(Data listing Opens)

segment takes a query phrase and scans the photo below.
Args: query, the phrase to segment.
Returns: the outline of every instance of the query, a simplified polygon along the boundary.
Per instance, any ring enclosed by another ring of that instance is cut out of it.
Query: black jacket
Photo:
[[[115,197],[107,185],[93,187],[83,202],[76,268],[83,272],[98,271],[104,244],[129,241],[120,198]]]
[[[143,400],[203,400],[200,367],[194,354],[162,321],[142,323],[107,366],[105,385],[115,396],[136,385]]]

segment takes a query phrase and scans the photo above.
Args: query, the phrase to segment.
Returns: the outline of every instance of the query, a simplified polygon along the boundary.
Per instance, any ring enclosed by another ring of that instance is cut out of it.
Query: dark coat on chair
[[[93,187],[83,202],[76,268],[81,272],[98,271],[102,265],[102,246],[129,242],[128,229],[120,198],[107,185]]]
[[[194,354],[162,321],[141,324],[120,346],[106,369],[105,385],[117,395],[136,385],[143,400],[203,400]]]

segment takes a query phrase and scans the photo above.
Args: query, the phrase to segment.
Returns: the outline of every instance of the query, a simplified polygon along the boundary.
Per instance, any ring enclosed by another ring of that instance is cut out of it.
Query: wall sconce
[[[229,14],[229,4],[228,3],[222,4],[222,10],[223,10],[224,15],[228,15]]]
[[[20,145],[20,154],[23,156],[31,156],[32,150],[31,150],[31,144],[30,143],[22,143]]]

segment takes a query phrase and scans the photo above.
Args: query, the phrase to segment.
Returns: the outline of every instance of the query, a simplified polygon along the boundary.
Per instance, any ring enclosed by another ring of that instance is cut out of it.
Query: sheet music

(Data listing Closes)
(Data listing Opens)

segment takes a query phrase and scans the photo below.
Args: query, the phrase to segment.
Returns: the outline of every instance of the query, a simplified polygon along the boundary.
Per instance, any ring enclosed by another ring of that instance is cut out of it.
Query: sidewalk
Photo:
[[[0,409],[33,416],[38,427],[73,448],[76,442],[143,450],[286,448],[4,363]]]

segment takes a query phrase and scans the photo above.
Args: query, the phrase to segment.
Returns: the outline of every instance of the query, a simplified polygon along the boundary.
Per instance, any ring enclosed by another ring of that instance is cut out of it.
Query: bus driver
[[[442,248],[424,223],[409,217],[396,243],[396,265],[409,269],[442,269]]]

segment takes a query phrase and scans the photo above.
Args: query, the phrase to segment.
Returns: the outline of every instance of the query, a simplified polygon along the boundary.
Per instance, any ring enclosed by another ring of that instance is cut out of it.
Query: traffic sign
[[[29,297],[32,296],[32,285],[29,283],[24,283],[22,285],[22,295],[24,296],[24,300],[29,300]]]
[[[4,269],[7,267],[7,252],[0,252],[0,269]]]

(Data listing Closes)

Exercise
In the listing above, transcribe exactly everything from the line containing "Query: wall sconce" down to the line containing "Query: sheet music", including both and nothing more.

Solved problem
Query: wall sconce
[[[229,14],[229,4],[228,3],[222,4],[222,10],[223,10],[224,15],[228,15]]]
[[[20,145],[20,154],[23,156],[31,156],[32,150],[31,150],[31,144],[30,143],[22,143]]]

segment takes a query phrase and scans the photo above.
Args: query, the phrase to segment.
Returns: the outline of every instance of the query, a simplified polygon along the boundary.
Per instance, any ring enclosed by another ring of that instance is cut out of it.
Query: sheet music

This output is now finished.